-- Start of Dataset entries --

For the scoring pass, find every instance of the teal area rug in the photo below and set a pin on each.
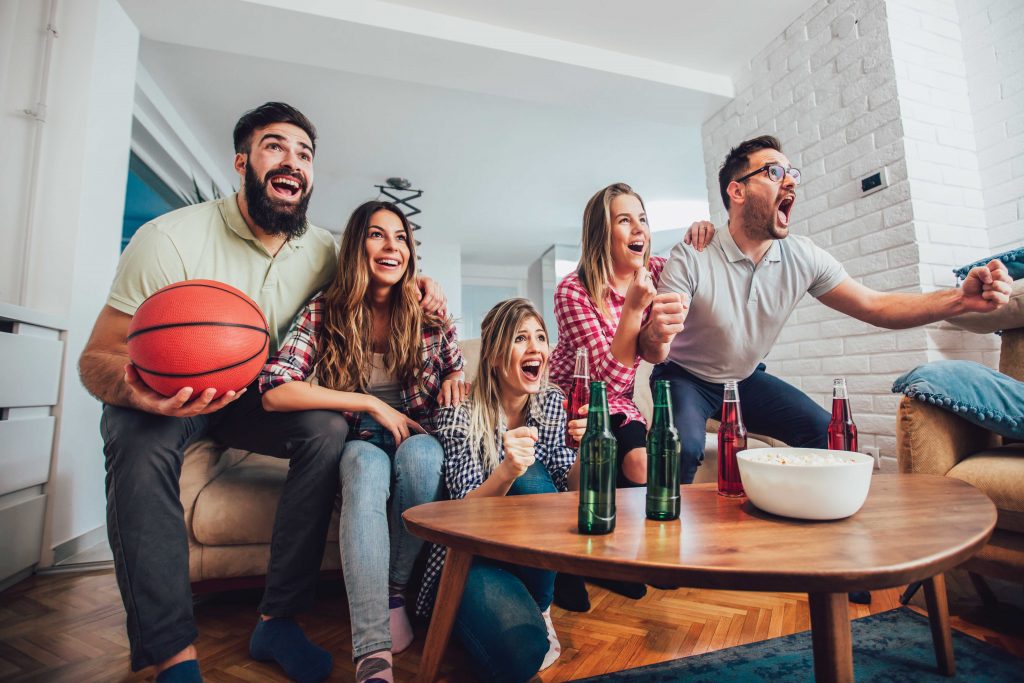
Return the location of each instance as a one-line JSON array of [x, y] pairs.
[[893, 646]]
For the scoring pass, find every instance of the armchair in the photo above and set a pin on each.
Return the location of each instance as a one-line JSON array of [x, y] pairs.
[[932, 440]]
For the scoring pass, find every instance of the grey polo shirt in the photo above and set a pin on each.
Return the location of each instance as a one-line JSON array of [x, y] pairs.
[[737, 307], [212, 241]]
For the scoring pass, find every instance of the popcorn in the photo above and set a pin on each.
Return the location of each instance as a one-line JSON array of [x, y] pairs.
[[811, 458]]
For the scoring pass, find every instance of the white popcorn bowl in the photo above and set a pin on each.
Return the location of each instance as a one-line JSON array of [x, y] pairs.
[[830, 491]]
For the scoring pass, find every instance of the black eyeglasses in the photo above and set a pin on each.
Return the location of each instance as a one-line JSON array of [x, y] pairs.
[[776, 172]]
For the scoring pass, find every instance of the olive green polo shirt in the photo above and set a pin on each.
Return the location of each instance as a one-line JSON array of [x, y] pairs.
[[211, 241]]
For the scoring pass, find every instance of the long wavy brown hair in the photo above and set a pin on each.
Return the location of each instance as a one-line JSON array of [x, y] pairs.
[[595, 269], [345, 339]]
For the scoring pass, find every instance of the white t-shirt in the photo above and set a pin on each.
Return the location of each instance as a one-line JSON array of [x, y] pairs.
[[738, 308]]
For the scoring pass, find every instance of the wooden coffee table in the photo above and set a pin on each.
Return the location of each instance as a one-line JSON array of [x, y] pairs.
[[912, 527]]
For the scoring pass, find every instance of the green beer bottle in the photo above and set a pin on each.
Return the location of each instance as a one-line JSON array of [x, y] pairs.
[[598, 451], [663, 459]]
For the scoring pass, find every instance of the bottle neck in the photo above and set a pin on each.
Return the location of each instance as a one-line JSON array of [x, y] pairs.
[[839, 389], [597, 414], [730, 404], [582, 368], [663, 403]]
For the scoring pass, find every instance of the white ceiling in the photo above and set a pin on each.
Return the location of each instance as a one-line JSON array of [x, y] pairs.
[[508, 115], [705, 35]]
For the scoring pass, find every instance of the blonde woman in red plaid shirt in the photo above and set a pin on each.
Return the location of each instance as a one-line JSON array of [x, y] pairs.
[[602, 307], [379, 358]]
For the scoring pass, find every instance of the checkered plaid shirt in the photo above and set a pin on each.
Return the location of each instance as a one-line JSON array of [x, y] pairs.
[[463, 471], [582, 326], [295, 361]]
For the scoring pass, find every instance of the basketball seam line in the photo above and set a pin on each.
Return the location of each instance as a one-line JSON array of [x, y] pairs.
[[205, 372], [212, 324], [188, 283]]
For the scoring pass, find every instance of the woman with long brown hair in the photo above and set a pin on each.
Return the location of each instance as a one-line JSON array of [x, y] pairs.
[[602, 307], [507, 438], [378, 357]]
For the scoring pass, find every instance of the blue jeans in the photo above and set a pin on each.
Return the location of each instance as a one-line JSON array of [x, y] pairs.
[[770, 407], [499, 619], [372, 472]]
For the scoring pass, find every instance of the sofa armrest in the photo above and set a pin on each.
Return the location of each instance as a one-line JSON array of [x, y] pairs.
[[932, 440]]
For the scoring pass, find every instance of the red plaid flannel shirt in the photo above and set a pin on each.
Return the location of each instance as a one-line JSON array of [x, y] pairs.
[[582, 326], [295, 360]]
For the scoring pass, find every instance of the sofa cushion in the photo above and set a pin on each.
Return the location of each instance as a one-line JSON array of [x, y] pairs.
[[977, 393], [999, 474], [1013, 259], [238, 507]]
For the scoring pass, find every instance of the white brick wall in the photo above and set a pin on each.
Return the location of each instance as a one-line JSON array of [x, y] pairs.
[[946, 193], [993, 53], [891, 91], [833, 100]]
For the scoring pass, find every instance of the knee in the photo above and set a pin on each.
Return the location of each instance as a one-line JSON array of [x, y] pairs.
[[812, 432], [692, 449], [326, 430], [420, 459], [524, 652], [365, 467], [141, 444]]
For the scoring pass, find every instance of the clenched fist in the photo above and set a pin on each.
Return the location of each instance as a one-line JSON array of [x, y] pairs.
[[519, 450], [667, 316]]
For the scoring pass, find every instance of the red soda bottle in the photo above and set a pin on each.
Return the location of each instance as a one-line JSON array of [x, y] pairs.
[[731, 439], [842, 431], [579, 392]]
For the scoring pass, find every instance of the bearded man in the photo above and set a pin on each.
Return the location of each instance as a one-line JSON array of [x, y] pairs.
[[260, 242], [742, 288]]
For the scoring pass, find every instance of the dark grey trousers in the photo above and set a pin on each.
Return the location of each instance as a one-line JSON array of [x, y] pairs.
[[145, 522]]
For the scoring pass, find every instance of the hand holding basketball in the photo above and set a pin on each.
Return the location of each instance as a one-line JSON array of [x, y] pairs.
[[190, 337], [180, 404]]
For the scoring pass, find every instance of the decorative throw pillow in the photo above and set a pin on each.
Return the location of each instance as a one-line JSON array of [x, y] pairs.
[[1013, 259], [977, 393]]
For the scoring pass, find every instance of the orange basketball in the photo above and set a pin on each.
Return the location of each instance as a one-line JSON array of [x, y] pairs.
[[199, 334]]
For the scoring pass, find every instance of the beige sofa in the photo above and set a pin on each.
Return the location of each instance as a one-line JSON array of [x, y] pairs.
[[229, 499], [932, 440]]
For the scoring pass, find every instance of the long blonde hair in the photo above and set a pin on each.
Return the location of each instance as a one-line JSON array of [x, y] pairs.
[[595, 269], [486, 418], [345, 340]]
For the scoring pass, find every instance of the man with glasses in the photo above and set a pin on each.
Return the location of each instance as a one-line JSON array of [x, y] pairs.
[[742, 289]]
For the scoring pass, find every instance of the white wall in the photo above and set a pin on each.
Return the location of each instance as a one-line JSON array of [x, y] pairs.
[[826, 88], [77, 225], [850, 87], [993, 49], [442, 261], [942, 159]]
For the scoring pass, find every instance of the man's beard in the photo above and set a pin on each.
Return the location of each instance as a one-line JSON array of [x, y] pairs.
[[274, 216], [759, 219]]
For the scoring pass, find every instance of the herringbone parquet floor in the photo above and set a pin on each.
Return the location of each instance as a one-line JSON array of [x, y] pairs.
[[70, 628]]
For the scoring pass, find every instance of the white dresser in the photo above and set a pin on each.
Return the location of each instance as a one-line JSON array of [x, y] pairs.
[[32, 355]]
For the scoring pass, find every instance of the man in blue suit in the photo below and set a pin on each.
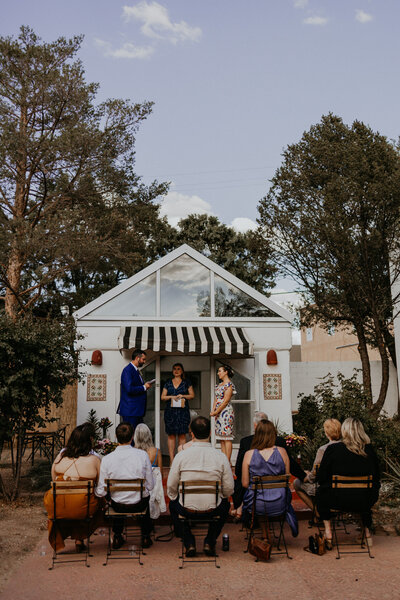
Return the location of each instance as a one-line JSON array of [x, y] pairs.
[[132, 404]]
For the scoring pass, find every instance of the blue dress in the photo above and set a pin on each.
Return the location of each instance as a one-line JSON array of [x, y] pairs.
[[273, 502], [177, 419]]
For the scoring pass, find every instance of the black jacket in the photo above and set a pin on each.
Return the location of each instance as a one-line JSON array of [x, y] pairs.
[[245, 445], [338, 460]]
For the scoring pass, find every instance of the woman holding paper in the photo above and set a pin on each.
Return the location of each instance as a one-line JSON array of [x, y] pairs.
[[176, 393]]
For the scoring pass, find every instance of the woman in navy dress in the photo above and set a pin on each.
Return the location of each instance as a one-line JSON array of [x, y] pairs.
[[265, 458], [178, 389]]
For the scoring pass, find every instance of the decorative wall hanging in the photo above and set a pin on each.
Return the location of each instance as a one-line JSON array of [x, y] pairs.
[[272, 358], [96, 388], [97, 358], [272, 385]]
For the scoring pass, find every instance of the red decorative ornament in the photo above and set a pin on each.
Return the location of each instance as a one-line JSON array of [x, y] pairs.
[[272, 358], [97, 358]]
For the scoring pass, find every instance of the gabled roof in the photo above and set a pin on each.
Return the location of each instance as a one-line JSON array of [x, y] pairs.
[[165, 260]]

-- End of Dataset entries --
-- Start of Dataset entries --

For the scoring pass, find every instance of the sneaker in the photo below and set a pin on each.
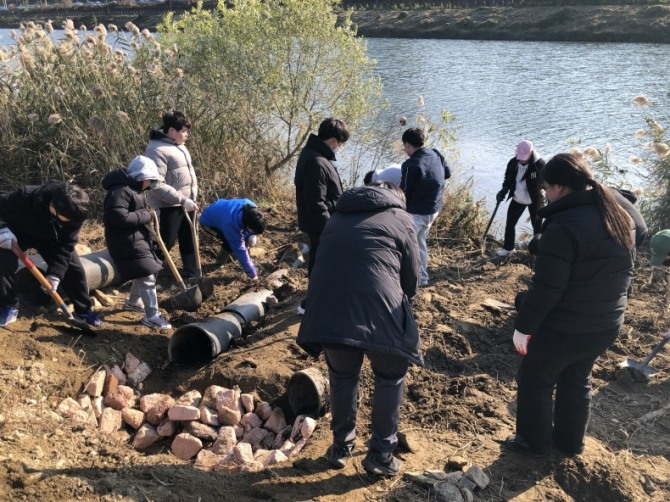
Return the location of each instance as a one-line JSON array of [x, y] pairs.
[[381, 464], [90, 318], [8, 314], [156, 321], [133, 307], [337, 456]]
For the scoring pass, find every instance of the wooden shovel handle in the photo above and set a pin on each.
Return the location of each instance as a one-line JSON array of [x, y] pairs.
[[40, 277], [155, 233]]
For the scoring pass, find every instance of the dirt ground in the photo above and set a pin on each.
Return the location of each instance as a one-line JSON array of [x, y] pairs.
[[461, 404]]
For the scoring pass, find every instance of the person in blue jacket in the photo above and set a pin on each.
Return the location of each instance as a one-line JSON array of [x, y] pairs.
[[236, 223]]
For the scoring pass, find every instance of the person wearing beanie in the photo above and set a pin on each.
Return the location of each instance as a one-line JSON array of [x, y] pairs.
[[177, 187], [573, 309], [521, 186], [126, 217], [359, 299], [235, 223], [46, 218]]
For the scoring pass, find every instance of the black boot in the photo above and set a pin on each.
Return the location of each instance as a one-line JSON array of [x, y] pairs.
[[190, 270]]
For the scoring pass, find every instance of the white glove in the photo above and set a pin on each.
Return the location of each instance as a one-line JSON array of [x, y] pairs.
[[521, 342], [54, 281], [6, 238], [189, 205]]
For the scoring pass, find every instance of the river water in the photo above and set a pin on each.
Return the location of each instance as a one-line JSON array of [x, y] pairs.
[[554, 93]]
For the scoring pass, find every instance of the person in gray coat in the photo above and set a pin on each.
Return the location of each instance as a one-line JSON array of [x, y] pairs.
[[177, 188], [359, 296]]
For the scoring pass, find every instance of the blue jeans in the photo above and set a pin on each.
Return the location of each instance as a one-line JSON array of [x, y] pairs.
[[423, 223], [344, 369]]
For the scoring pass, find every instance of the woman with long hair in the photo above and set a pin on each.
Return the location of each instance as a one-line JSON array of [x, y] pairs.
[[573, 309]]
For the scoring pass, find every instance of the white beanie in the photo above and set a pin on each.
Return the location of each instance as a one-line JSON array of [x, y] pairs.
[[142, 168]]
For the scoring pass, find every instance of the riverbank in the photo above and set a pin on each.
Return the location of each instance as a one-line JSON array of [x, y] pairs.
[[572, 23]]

-- End of Dataset entries --
-- Start of Dataset entries --

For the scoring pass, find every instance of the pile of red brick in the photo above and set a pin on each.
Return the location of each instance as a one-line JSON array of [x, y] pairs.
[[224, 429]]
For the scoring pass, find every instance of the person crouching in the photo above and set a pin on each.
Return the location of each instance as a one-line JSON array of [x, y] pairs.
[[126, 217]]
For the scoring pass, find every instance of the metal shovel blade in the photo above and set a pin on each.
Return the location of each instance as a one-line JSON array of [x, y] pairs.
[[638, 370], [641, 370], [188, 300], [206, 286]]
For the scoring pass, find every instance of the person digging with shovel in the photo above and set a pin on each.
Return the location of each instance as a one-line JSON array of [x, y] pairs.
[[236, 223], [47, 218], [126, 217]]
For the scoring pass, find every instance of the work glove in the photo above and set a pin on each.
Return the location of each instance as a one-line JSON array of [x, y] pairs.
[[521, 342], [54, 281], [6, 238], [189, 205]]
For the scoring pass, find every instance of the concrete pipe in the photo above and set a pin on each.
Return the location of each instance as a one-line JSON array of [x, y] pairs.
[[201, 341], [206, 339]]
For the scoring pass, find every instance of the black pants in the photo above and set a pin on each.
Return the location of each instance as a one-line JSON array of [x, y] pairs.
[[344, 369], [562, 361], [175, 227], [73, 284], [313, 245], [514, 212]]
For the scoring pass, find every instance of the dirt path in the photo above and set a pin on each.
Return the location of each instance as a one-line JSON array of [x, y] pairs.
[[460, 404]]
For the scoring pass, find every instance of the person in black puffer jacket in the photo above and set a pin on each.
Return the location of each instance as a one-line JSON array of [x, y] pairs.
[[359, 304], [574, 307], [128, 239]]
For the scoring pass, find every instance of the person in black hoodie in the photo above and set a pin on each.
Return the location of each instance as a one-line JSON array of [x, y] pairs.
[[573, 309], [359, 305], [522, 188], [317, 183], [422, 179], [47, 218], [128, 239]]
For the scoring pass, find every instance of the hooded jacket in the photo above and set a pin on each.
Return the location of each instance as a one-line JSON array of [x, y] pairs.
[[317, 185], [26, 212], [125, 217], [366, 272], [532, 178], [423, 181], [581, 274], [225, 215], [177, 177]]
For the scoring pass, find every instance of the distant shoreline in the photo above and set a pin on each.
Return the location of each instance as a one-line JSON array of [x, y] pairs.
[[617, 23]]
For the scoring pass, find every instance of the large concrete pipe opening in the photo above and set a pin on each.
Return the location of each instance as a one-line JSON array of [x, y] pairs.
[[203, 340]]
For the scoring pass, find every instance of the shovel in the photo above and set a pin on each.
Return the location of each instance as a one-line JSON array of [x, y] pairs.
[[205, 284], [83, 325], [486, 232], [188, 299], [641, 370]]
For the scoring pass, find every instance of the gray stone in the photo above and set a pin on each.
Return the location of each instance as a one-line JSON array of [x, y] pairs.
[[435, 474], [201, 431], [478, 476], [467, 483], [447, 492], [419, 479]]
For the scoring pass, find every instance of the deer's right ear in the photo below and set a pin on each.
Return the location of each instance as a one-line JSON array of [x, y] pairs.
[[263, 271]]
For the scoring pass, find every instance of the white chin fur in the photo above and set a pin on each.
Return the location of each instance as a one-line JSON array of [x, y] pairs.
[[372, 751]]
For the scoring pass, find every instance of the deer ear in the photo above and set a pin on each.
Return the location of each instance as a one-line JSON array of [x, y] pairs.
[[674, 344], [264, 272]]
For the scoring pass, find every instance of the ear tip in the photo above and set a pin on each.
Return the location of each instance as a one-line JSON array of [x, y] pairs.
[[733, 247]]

-- End of Dataset entries --

Rewrite everything from the line containing "For the scoring pass, find every instance of the knee" down to the line containing "[[731, 439], [842, 431], [579, 392]]", swapping "set a pin on each" for "mark each one" and leaving every other part of those rows unchanged.

Output:
For the scoring pass, find every instance of the knee in the photo above and mark each one.
Return the location of each instance as a one-line JSON array of [x, y] pairs.
[[812, 432], [692, 449], [326, 430], [420, 459], [524, 652], [365, 467], [141, 444]]
For the scoring pass, find every instance of the clenched fist in the photo above and mark each one.
Return the location of each instance as a one-line JSON array of [x, y] pairs.
[[519, 450], [667, 316]]
For the scoring pass, find every instance of the red soda bottle in the photo above and mark each one.
Return the location of each instance as a one-line JSON array of [x, y] pairs.
[[731, 439], [842, 431], [579, 392]]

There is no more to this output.